**Excerpt**
The pooled analysis suggested that age was a significant prognostic factor both in surgery alone and adjuvant group patients; elderly patients over 64 years tended to have a poor prognosis. These HRs tended to be lower in adjuvant groups; and in the predictive factor analysis, age was not associated with heterogeneity in treatment effects for RFS and OS. Obesity, nutrition status, and sarcopenia have been reported to be significant prognostic factors [14, 15]. These nutritional and muscle status are age and cancer related [16]. Our study could not identify those markers, BMI was slightly associated with survival; HRs were higher in low-BMI groups, and lower in high-BMI groups compared with medium-BMI group. Combining those factors, aged and low-BMI patients may have the worst prognosis. Gastric surgery significantly affects nutrition and body weight, perioperative nutritional control is needed for those patients [17, 18].

On the other hand, high-BMI group did not benefit from adjuvant therapy with HRs closed to 1.0. In contrast, low- and medium-BMI groups benefited from adjuvant therapy with median HRs between 0.55 and 0.67. Also, age and sex showed no heterogeneity in treatment effects between adjuvant and surgery alone groups. For obese patients with serious comorbidities, strategy for adjuvant therapy should be decided considering the risk and lower benefits.

Tumor types: pTN stage and histology were possible predictive markers for CAPOX and S-1 with different trend among the factors; but combined TNM staging was not predictive. Every tumor has these three factors, and it is difficult to select the best regimens through the three different HRs. So, we categorized the tumors into 12 histological subtypes for a regimen selection model. Interestingly, the present study clearly demonstrated that there was a significant interaction between S-1 and CAPOX for T, N, and histological types. Especially, CAPOX was effective for differentiated T1–2 tumors with lymph node metastases. On the other hand, S-1 seemed to have high efficacy for T3–4 and N0–1 tumors. Recently, Yoshida et al. reported that addition of docetaxel to S-1 is effective in patients with stage III [19]; it might be the best choice for undifferentiated T3–4 tumors with lymph node metastasis. The administration period for CAPOX and S-1 is half a year and one year, respectively, also their toxicities are different. It may be possible to use T, N, and histologic types properly; but it is necessary to select a regimen considering such efficacy and the toxicity, administration period, and patient characteristics.

**Work request A**
In the excerpt, how long is the administration period for S-1?
**Work request B**
List every factor that the excerpt says should be considered when selecting a regimen.

**Dataset excerpts**
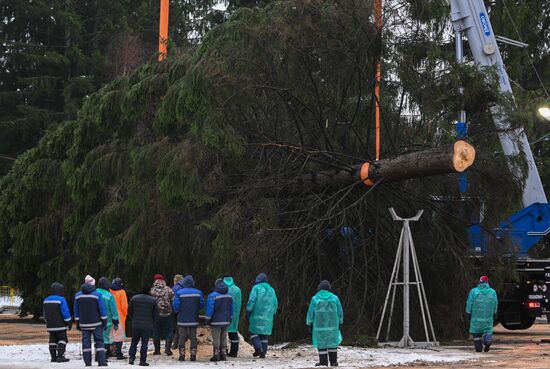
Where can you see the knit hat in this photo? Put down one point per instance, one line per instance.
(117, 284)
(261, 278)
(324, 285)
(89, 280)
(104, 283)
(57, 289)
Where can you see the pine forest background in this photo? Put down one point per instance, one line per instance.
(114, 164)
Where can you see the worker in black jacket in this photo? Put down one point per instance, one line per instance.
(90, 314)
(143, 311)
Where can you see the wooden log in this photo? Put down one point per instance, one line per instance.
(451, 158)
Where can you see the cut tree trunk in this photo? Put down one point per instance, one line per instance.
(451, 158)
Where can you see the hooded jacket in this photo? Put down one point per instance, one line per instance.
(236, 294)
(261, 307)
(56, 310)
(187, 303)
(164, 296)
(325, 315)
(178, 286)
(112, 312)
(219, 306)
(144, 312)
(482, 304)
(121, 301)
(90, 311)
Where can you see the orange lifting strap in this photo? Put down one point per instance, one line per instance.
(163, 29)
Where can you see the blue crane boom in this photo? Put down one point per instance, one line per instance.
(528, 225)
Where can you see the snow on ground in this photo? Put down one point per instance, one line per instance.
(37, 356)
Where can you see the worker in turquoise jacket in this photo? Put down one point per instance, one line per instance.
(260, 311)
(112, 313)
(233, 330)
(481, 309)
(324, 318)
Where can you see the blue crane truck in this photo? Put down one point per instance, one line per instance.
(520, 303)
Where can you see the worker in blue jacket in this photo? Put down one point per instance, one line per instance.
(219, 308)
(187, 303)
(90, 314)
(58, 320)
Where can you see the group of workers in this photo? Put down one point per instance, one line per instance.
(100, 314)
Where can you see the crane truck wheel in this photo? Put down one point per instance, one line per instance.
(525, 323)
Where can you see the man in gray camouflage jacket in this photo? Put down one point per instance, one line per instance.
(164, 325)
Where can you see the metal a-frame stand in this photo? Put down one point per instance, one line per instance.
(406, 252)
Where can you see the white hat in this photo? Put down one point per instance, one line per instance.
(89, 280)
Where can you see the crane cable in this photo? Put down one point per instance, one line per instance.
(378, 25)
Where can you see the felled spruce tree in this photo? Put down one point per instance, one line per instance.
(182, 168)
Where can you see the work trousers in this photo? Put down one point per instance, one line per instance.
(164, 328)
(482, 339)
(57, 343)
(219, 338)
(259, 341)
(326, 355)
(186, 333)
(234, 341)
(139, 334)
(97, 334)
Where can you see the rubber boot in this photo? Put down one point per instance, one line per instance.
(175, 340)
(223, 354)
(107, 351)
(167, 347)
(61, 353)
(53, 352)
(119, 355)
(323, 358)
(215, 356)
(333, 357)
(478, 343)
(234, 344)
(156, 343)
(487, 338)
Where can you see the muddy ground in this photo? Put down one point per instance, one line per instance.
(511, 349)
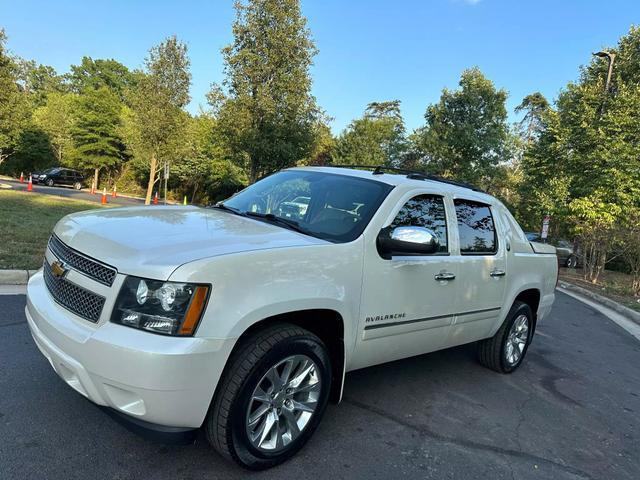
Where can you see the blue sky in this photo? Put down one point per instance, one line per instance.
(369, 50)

**Expected answer A**
One year.

**Expected answer B**
Efficacy, toxicity, administration period, and patient characteristics.